**Task statement:** Once you reach the line containing "of the parked", write out that line and every remaining line of the records exactly.

__________________________________________________

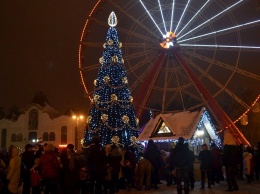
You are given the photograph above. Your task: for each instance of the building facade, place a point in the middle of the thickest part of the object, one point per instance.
(38, 123)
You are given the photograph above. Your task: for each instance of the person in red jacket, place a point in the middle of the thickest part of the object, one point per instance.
(49, 167)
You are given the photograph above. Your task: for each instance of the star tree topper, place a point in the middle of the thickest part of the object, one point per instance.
(112, 19)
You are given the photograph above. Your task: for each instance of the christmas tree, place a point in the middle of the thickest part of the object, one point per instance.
(112, 116)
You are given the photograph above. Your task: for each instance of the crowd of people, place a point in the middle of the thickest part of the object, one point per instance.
(108, 169)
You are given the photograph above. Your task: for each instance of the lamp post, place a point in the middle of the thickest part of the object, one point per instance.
(77, 118)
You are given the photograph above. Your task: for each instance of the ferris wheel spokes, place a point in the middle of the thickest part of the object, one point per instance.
(210, 20)
(233, 47)
(180, 20)
(192, 19)
(225, 30)
(172, 13)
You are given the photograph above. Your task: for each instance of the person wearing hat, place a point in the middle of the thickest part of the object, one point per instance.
(27, 163)
(50, 168)
(206, 164)
(180, 160)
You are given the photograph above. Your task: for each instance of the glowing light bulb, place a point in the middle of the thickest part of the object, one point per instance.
(112, 19)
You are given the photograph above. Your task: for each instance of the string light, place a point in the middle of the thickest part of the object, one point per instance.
(112, 112)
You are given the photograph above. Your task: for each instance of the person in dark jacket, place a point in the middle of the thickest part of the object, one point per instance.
(96, 165)
(180, 160)
(230, 160)
(206, 163)
(153, 155)
(27, 163)
(50, 168)
(70, 170)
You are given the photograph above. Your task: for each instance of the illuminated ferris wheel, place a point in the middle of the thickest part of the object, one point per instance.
(180, 54)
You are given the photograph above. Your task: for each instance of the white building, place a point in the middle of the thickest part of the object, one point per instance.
(39, 122)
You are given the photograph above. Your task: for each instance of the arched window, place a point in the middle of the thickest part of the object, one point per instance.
(32, 135)
(3, 138)
(52, 136)
(33, 120)
(63, 135)
(45, 136)
(13, 138)
(19, 137)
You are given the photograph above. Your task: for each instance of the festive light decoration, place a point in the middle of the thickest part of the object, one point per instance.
(255, 107)
(112, 114)
(89, 119)
(244, 120)
(106, 79)
(112, 19)
(256, 101)
(198, 137)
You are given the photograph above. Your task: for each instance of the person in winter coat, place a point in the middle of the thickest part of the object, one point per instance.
(14, 170)
(96, 165)
(153, 155)
(50, 167)
(27, 163)
(247, 165)
(230, 160)
(70, 168)
(180, 160)
(206, 164)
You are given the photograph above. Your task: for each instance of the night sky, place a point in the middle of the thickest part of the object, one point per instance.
(39, 52)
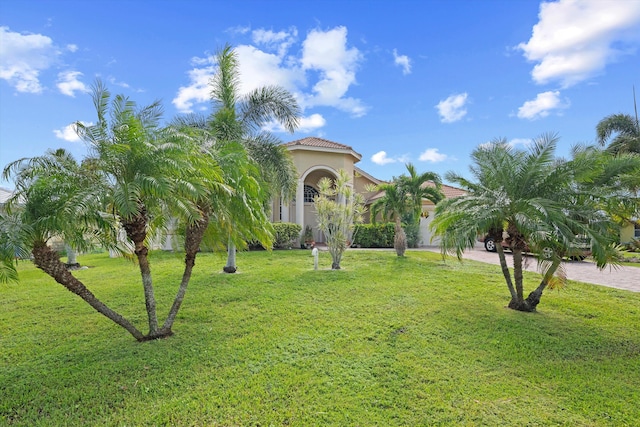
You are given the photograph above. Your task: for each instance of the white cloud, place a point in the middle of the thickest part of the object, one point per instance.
(68, 83)
(520, 141)
(575, 39)
(311, 123)
(324, 58)
(306, 125)
(540, 107)
(432, 155)
(327, 53)
(112, 80)
(403, 61)
(453, 108)
(280, 41)
(380, 158)
(23, 57)
(196, 92)
(69, 132)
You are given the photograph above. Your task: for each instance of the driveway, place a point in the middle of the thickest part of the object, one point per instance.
(627, 278)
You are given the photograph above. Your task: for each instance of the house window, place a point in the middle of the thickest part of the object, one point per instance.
(310, 193)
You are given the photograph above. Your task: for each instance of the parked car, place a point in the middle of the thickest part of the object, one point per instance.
(579, 251)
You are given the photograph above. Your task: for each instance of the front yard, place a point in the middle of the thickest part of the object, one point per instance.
(386, 341)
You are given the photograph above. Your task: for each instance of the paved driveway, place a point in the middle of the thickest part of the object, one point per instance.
(627, 278)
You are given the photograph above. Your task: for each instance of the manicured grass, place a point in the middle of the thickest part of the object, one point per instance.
(386, 341)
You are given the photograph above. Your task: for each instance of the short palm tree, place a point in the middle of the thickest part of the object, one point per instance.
(419, 186)
(626, 130)
(339, 207)
(393, 205)
(533, 197)
(416, 185)
(55, 198)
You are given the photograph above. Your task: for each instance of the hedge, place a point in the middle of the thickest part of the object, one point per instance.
(374, 235)
(286, 235)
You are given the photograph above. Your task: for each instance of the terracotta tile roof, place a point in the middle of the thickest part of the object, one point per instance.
(448, 190)
(313, 141)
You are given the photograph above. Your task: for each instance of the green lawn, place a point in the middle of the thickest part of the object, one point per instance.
(386, 341)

__________________________________________________

**Written response:**
You are given the photograph above. Your task: for each instance of the parked car, place a point in the middle of the thickest part of the object, one point per instance.
(579, 251)
You are given the photograph above. Your task: for each instance of the front yard, place a point in the middle of the thickest part of the object, one point per instance.
(386, 341)
You are given the photograph above. Your task: for each instance of the paved driveway, place a point in the middle of the thickest part of the object, one point per instance.
(627, 278)
You are given the photograph above. Your task: for each instance of the manicured grass, place a point in the middle of the thickest part of the object, one point per instance.
(386, 341)
You are given the photograph above. Your task: for each instance of the short palm tree, place a point in the middle of the thickest part of the object, one point per instance.
(419, 186)
(626, 130)
(339, 207)
(393, 205)
(533, 197)
(416, 185)
(55, 198)
You are given the photograph above. Your task: for each instance of the hedge, place a point in the middle of the thickest part of the object, one point per instance.
(374, 235)
(286, 235)
You are given the photograph above. Your task: for each instance of the terracotta tile roof, place a point in the middle of the thickest part of the object, one point per instance.
(448, 190)
(313, 141)
You are given the photograph above. Your task: for each instance of the green lawn, place a point in the middle of the thickest part of the object, one point per instance.
(386, 341)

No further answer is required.